### Instructions for the task
Convert all of the data below into a numbered list, one line per item, with blank lines omitted. Leave the pictures out of the result.

------ Listing ------

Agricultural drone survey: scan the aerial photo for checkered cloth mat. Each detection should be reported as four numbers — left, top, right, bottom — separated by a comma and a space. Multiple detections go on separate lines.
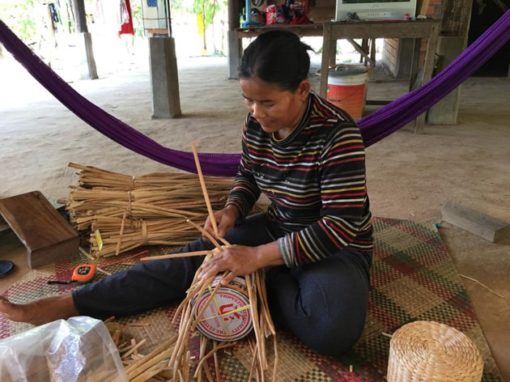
0, 218, 501, 382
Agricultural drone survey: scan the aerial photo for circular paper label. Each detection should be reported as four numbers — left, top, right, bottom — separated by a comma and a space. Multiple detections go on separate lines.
196, 287, 252, 341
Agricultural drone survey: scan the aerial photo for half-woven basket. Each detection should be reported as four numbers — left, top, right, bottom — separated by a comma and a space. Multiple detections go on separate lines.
387, 321, 483, 382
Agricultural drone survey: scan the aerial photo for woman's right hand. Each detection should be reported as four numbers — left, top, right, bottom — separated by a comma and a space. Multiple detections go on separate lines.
204, 204, 239, 237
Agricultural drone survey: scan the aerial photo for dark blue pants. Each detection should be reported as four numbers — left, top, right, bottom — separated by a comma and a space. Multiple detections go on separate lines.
73, 214, 370, 356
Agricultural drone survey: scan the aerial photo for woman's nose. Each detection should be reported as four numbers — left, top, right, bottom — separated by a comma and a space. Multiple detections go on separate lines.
251, 103, 266, 119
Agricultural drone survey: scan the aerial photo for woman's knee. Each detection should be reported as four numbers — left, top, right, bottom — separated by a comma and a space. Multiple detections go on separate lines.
296, 315, 365, 357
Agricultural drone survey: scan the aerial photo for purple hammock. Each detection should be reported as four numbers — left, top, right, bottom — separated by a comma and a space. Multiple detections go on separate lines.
0, 11, 510, 176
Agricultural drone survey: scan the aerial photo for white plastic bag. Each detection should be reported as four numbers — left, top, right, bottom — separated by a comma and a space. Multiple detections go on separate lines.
0, 316, 128, 382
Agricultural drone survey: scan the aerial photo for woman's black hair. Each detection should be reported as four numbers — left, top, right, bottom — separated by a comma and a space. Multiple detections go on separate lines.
239, 30, 312, 92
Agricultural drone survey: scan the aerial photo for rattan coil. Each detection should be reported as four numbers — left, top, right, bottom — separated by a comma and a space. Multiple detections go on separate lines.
387, 321, 483, 382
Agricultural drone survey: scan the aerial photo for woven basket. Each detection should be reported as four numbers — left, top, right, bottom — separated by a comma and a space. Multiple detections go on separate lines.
387, 321, 483, 382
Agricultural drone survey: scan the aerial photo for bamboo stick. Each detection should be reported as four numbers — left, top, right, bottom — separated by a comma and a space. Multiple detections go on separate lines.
140, 251, 211, 261
191, 143, 219, 237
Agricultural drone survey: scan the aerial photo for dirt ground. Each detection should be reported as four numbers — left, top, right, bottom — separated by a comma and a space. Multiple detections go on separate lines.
0, 53, 510, 381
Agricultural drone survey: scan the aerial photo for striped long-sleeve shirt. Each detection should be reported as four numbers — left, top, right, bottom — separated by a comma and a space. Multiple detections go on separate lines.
227, 94, 372, 267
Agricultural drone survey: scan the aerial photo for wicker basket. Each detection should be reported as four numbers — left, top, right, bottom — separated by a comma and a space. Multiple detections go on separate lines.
387, 321, 483, 382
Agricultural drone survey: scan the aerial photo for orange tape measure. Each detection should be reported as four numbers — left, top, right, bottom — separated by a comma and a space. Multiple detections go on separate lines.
48, 263, 97, 284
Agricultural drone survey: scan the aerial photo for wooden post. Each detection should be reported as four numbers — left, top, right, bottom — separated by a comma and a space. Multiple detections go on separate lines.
72, 0, 98, 80
149, 36, 181, 118
427, 0, 472, 125
228, 0, 242, 80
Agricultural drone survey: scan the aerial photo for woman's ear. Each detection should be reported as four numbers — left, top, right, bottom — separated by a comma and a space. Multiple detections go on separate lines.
297, 80, 312, 101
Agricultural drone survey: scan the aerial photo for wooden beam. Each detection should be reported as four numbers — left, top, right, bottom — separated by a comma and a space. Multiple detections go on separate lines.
0, 191, 80, 268
441, 201, 510, 243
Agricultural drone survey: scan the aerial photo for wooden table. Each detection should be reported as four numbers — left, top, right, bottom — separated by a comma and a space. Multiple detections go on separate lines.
320, 20, 440, 129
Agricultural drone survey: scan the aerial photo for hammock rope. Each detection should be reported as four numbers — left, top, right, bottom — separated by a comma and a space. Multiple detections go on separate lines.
0, 11, 510, 176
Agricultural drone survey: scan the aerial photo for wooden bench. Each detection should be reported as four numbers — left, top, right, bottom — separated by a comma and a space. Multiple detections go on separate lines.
0, 191, 80, 268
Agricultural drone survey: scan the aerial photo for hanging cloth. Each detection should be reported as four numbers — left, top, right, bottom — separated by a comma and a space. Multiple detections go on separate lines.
0, 11, 510, 176
119, 0, 135, 36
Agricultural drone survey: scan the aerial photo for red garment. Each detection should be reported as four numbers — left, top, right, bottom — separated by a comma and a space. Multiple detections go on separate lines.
119, 0, 135, 35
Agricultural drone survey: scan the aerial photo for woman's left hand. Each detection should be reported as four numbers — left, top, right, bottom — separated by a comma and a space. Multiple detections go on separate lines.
199, 245, 261, 285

------

### Solution to the problem
1. Agricultural drone survey: scan the aerial photo for checkered cloth mat. Each detection should be reported as four numbers — left, top, right, bottom — separated by a comma and a space. Multiple detections go on separate lines.
2. 0, 218, 501, 382
3. Agricultural drone survey: scan the aerial photo for circular paper label. Each detection should be reported as four numbers — left, top, right, bottom — separated by a comma and a space. Multiple detections go on separate lines.
4. 196, 287, 252, 341
5. Agricultural drone survey: scan the aerial photo for half-woven basket. Each detection should be reported as four numbers — left, top, right, bottom — separated by a comma and a space. Multiple detections go on separate lines.
6. 387, 321, 483, 382
7. Agricultural drone survey: scan the aerial photo for woman's right hand. Each detection should be reported as four numbers — left, top, right, bottom — separated by a comma and a space. Multiple detections go on separate lines.
8. 204, 204, 239, 237
9. Agricultural drone survey: scan the aerial photo for dark blue pants. Each detection should be reported as four numbers — left, top, right, bottom — separated by a comma and a space. Multiple detections go on separate lines.
10. 73, 214, 370, 356
11. Agricultural drone survey: scan the aerial photo for woman's nose. Each detection should be reported as four numbers — left, top, right, bottom — separated by a comma and a space. Multiple detections go on separate lines.
12. 251, 103, 266, 119
13. Agricultural drone survey: scan the aerial photo for woman's knee. Each detection should be reported as four numbers — left, top, right, bottom — separated by a comma and a space. Multiple detections go on separate lines.
14. 296, 315, 365, 357
15. Agricultural drone survey: scan the aerial photo for purple hammock. Each detection should be reported as four numbers — left, top, right, bottom — separated by a comma and a space. Multiple detections go on separate lines.
16. 0, 11, 510, 176
17. Agricultural drone survey: scan the aerial photo for white plastic bag. Each detection should be reported as four numbers — left, top, right, bottom — separated by a comma and a space. Multiple detections go on separate lines.
18. 0, 316, 128, 382
19. Agricultural drone survey: scan the aerial photo for woman's black hair. Each detection should be reported as four numbers — left, top, right, bottom — separated by a comma and a space. Multiple detections go on separate lines.
20. 239, 30, 312, 92
21. Agricultural drone survey: scan the aerial photo for rattan coil. Each detection should be reported as four numbers — left, top, right, bottom — separated by a comma and a space. Multiple detections go on separate lines.
22. 387, 321, 483, 382
23. Agricultural drone survey: scan the aerial photo for woven basket. Each detection should be reported as four numbers — left, top, right, bottom — separated by a comma and a space. Multiple detections go on separate lines.
24. 387, 321, 483, 382
25. Agricultural drone survey: scan the aerial photo for bamboo stick. Each detection should be reported as four numbers — left, top, right, bottom — separated by a comma and a space. Multiple detections go on separate lines.
26. 140, 251, 211, 261
27. 191, 143, 219, 237
28. Agricultural drone survey: scan the aerial photo for dirt ground. Each detection should be reported as four numbers — left, top, right, bottom — separated by a comma and a space. Multiple detections go on separate lines.
29. 0, 53, 510, 381
30. Agricultural drone survey: scan the aerial photo for striped long-sleeve shirt. Each detection should be reported as four numbers — left, top, right, bottom — separated by a comma and a space. Multiple detections go on separate lines.
31. 227, 94, 372, 267
32. Agricultural drone survey: scan the aerial photo for wicker basket. Each detection should be reported as four numbers — left, top, right, bottom — separated by a comma and a space. Multiple detections go on separate lines.
33. 387, 321, 483, 382
34. Agricultural drone survey: scan the aerial photo for orange tape measure. Each detection should be reported as four numbers — left, top, right, bottom — separated by a comma and a space. Multiple detections go on separate lines.
35. 48, 263, 97, 284
36. Agricultural drone survey: scan the aerial photo for wooden post. Each detection should be reported as four numbers — left, top, right, bottom — separated by a comma and a space. Multiple detections go on separate lines.
37. 72, 0, 98, 80
38. 149, 36, 181, 118
39. 427, 0, 472, 125
40. 228, 0, 242, 80
41. Agricultural drone survey: scan the aerial photo for woman's ear. Each detection should be reported as four numbers — left, top, right, bottom — separated by a comma and a space. Multiple detections go on separate lines.
42. 297, 80, 312, 101
43. Agricultural drone survey: scan the aerial photo for wooden beam. Each detection should be reported as four numbers — left, top, right, bottom — separated by a comma and a space. Multiple detections go on separate lines.
44. 0, 191, 80, 268
45. 441, 201, 510, 243
46. Agricultural drone survey: scan the aerial photo for wooden table. Each detection should be reported as four numbers — left, top, right, bottom — separated by a comma and a space. Multiple detections go on separate lines.
47. 320, 20, 440, 129
48. Agricultural drone survey: scan the aerial photo for hammock rope. Each detection should be reported as four numbers — left, top, right, bottom — separated by a comma and a space. Multiple detections go on separate lines.
49. 0, 11, 510, 176
50. Agricultural drone survey: scan the aerial photo for wooden bench. Each detection should be reported as four numbers — left, top, right, bottom — separated by a comma and a space. Multiple detections go on separate lines.
51. 0, 191, 80, 268
52. Agricultural drone survey: scan the aerial photo for hanging cloth. Each detection should be reported as four numbers — left, top, right, bottom — separated by a comma and a space. Multiple detections go on separate lines.
53. 0, 11, 510, 176
54. 119, 0, 135, 36
55. Agricultural drone survey: scan the aerial photo for red garment. Each detection should be reported as four numbers — left, top, right, bottom — separated by a comma and a space. Multiple detections go on separate lines.
56. 119, 0, 135, 35
57. Agricultural drone survey: scan the aerial photo for woman's left hand. Each detection should be reported as four numbers — left, top, right, bottom — separated by a comma and a space. Multiple detections go on separate lines.
58. 199, 245, 261, 285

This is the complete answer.